_TEXT PROVIDED:_
---+---

Similarly, one may ask the question of whether measures of brand recall by product category are reflecting the process of brand evocation in the choice process. Such measures assume that consumers' memory is organized by category, and perhaps more importantly, that choice is a process that utilizes these categories. Accordingly, researchers have viewed the category production task in which subjects generate exemplars in response to a category cue as the most relevant experimental paradigm for understanding product recall (Alba, Hutchinson and Lynch 1991). However, advances in categorization research and renewed attention to the way in which consumers actually make choices suggest that there is a need to replace (or at least modify) this paradigm.

First, the role of situation in influencing brand evocation is important. Generally, the influence of situation on choice has been considered to be mediated by an influence on the weighting of attributes in the multi-attribute model (e.g., Miller and Ginter 1979). However, research from the categorization literature (Roth and Shoben 1983) has suggested that contextual factors can change the graded structure of a category. Given the relationship between graded structure (typicality) and recall (Nedungadi and Hutchinson 1985), it might be hypothesized that contextual factors would also affect recall. Ratneshwar and Shocker (1991) have shown that situations influence the recall of products (or product variants) in the overall category of snack foods.

In addition and somewhat belatedly, consumer researchers have begun to recognize the importance of motives in consumer choice. Rossiter and Percy (1987) noted that ads should link brands to the category need in order to be effective. In a similar vein, Warshaw (1980) noted that brand attitudes are better able to predict behavior if intentions towards the product category are known.

---+---

_DATA SHOWN:_

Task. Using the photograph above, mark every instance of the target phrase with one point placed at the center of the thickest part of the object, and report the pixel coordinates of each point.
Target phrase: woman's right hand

---+---

_TASK TO COMPLETE:_
Write the next part of the passage on brand recall and consumer choice, picking up after its last sentence. The material has nothing to do with the passage on brand recall.

_EXERCISE RESPONSE:_
More generally, a person's motives may be satisfied by products from different categories. Studies on categorization have distinguished between taxonomic categories (e.g., product categories) and goal-derived categories such as "things to take on a camping trip" (Barsalou 1985). One of the features of a goal-derived category is that elements may be drawn from a range of taxonomic categories. The notion that decisions may be made between alternatives which are noncomparable alternatives (e.g., Johnson 1988) implies evoked sets which comprise brands drawn from different product categories. In addition to being noncomparable, brands in an evoked set which is goal-derived may be complementary, or at least not competitive, as in "things to take on a camping trip." The evaluation task is therefore one of selecting one or more of the items depending on other constraints (e.g., financial).

Both the influences of context (or situation) and motives are captured by a model (Holden and Lutz 1992) that suggests that brand awareness is a function of the cues that are salient in the retrieval situation. The model proposes that the brand be considered to be a central node in memory with links to it from various other nodes representing situations, benefits, attributes, product category and other brands (see Holden and Lutz 1992, p. 105). Any of these nodes is posited to have the potential to act as a cue to the brand, the success of the cuing being dependent on the associative strength between the cue and the brand.

It is further posited that the links to the brand may be direct or indirect. For instance, a situation may directly evoke a particular brand while other situations may lead to thought of some benefit which in turn leads (directly) to the evocation of a brand.

Research Objectives

The research reported in this paper is a preliminary examination of some of the principles that arise from this model.

1) Examine nature of associates salient at choice

- categories or types of cues

- direct and indirect cues

2) Examine nature of evoked sets

- evidence for goal-derived categories

- basic level of recall (Rosch 1975)

3) Test influence of associates on brand awareness

- variation in evoked set formation by cue

A qualitative project focuses on the first two objectives and subobjectives while a quantitative study focuses on the third objective.

QUALITATIVE STUDY C NATURE OF CUES AND EVOKED SETS

An exploratory qualitative project was undertaken to examine the nature of brand associates salient at choice and the nature of evoked sets. The qualitatitive approach is in line with the call from a number of researchers for "discovery-oriented" studies (e.g., Lutz 1991; McGuire 1983).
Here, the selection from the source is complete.